» **THE TASK**:
Beginning with the line where "Could you point out the metal" appears, retype every remaining line of the data below, both the first and last included.

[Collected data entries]
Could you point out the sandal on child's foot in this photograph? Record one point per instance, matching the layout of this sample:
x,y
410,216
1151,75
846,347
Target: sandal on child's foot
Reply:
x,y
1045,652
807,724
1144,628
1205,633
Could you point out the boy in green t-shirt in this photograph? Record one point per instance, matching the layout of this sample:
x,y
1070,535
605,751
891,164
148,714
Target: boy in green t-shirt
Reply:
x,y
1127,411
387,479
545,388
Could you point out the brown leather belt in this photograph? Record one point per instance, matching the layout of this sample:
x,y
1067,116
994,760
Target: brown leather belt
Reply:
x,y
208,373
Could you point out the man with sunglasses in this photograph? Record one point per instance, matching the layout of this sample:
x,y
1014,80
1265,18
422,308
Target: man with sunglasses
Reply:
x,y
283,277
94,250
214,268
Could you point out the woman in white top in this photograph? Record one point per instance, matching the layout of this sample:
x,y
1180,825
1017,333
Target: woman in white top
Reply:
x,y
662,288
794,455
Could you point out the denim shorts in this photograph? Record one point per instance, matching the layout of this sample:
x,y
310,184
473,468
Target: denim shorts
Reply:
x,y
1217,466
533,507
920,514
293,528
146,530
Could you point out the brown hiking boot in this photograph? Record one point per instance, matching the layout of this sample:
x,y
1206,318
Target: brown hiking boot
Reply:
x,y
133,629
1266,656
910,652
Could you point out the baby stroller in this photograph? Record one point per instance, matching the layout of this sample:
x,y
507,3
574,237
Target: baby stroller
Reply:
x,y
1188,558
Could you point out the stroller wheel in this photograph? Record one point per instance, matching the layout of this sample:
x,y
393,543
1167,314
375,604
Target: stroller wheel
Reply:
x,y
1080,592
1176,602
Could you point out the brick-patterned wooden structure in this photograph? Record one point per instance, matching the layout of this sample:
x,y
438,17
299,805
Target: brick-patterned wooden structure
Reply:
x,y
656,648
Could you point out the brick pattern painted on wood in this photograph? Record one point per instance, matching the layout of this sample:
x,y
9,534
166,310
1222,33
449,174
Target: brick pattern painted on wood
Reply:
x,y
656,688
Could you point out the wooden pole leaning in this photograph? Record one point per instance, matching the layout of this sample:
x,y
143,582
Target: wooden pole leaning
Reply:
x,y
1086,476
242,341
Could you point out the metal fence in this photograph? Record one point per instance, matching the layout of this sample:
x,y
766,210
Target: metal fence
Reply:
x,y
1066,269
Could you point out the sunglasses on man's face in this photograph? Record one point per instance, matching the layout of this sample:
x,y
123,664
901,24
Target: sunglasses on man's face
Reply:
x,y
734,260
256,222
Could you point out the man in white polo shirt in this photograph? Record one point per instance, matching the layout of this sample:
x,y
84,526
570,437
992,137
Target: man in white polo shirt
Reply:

» **ANSWER TO THIS EXERCISE**:
Could you point out the metal fence in this photograph? Record one point per instance, matching the layout of this sample:
x,y
766,210
Target: metal fence
Reply:
x,y
1066,269
Could you point out the sunglasses on man's face in this photograph? Record one point per instance, matching the layout of this sample:
x,y
123,664
901,24
Target: sunglasses on man's face
Reply:
x,y
734,260
256,222
Could you point out the man in white polo shirt in this photograph? Record one point per instance, matching the layout of this sample:
x,y
84,526
570,437
992,137
Target: man in white polo shirt
Reply:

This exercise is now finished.